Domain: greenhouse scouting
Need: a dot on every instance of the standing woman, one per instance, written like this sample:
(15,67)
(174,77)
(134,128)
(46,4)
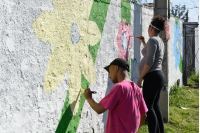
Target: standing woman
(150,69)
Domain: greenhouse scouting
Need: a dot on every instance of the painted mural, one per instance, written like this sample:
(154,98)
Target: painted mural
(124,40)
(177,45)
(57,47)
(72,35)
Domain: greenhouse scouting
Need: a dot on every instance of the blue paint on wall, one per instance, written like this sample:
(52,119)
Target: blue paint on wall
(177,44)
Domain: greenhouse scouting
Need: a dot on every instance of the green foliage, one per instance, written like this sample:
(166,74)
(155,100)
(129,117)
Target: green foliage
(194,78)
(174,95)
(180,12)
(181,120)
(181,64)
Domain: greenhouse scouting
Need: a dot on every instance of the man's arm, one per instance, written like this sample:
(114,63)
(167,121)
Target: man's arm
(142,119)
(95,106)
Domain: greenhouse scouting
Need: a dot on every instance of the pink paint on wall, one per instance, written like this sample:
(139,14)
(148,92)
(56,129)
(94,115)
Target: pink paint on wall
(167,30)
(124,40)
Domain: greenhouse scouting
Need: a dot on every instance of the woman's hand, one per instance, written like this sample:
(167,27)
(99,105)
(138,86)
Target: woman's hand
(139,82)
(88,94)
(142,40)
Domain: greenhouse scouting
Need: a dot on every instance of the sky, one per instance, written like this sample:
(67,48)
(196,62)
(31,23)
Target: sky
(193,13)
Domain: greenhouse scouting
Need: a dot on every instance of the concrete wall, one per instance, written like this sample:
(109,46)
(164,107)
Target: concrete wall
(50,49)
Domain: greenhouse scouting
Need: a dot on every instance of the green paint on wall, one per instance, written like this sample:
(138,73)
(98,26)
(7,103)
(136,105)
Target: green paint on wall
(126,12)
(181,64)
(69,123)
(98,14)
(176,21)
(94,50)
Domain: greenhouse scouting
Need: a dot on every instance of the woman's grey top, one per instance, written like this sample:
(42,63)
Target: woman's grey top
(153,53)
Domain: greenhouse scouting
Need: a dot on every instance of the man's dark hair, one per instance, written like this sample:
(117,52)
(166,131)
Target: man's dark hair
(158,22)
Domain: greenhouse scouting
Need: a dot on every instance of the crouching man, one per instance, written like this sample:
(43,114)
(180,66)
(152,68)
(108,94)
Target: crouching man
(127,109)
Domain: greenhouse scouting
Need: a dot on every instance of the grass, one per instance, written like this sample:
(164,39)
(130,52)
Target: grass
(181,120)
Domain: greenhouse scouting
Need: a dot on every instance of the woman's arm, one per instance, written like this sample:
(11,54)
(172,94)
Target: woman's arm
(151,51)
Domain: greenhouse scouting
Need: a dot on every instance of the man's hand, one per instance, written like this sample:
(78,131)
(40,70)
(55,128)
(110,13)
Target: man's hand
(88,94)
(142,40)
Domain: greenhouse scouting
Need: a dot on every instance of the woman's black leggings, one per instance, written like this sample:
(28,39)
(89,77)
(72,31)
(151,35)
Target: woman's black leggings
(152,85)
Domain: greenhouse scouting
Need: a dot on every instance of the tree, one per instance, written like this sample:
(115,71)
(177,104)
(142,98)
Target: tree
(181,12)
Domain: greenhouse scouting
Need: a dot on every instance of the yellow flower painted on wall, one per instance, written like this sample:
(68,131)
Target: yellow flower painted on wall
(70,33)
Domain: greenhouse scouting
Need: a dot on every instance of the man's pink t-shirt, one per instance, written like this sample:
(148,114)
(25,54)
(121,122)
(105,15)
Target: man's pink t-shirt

───

GOAL OF THE EXERCISE | Reproduce the material above verbatim; omit every picture.

CORRECT RESULT |
Domain: greenhouse scouting
Need: a dot on every instance of the standing woman, one per instance, written like this sample:
(15,67)
(174,77)
(134,128)
(46,4)
Target: standing woman
(150,69)
Domain: greenhouse scouting
Need: a dot on every instance of the painted mural, one per instance, written like this sample:
(154,98)
Target: painted mural
(124,40)
(177,45)
(57,47)
(72,35)
Domain: greenhouse scouting
Need: a dot on every instance of the blue paint on wall, one per instance, written like this sample:
(52,119)
Target: blue paint on wall
(177,44)
Domain: greenhouse scouting
Need: a dot on every instance of the green foliage, one per instance, written like this sample:
(166,74)
(155,100)
(129,117)
Target: green foliage
(194,78)
(174,95)
(180,12)
(181,120)
(181,64)
Domain: greenhouse scouting
Need: a dot on every instance of the man's arm, one per instance, written like this sample:
(114,63)
(167,121)
Target: man's arm
(142,119)
(95,106)
Domain: greenhouse scouting
Need: a dot on every instance of the pink paint on wall, one per instance, written like this sample:
(139,14)
(148,92)
(56,129)
(94,115)
Target: pink paint on wall
(167,30)
(124,40)
Domain: greenhouse scouting
Need: a dot on every instance of the woman's hand, one per instance, written like this sample:
(167,27)
(99,105)
(138,86)
Target: woman's hand
(139,82)
(88,94)
(142,40)
Domain: greenhouse scouting
Need: a dot on every instance of the sky, one per instance, written like this sample:
(67,48)
(196,62)
(31,23)
Target: sky
(193,13)
Domain: greenhouse scouting
Need: a dot on every instance of the concrete wall, one per instance, written like this sample:
(109,46)
(164,107)
Target: concrete wall
(50,49)
Domain: greenhouse scouting
Need: a dot on every instance of the green paint on wall, one per instance, written like this sample:
(138,73)
(98,26)
(7,103)
(136,105)
Target: green paint on wall
(126,12)
(181,64)
(69,123)
(98,14)
(176,21)
(94,50)
Domain: greenhouse scouting
Need: a dot on every instance of the woman's grey top, one per instance, written like this sample:
(42,63)
Target: woman's grey top
(153,53)
Domain: greenhouse scouting
Need: a dot on every instance of the man's dark hair, one per instance, written like this sample:
(117,52)
(166,131)
Target: man's dark hair
(158,22)
Domain: greenhouse scouting
Need: a dot on every instance of the crouching man, one per instance, written like this sample:
(43,114)
(180,66)
(152,68)
(108,94)
Target: crouching man
(127,109)
Domain: greenhouse scouting
Need: a dot on every instance of the grass, one per instance, written like this sample:
(164,39)
(130,52)
Target: grass
(181,120)
Domain: greenhouse scouting
Need: a dot on every instance of the woman's arm, one per instance, written like this sample:
(11,54)
(172,94)
Target: woman's arm
(151,51)
Domain: greenhouse scouting
Need: a dot on every instance of the man's hand, one per instance, written like this sample:
(78,131)
(40,70)
(55,128)
(110,13)
Target: man's hand
(88,94)
(142,40)
Domain: greenhouse scouting
Need: a dot on every instance of the woman's black leggings, one per instance, written like this sample:
(28,39)
(89,77)
(72,31)
(151,35)
Target: woman's black leggings
(152,85)
Domain: greenhouse scouting
Need: a dot on every instance of the tree, one per instance, written like this sample:
(115,71)
(177,104)
(142,98)
Target: tree
(181,12)
Domain: greenhouse scouting
Need: a dot on every instance of the yellow flower painted on wall, one per instance, written like this sample:
(68,131)
Target: yellow flower painted on wall
(70,33)
Domain: greenhouse scouting
Need: a dot on every instance of the man's pink t-shirt, one per instance, written like this sample:
(148,114)
(25,54)
(121,122)
(105,15)
Target: man's pink t-shirt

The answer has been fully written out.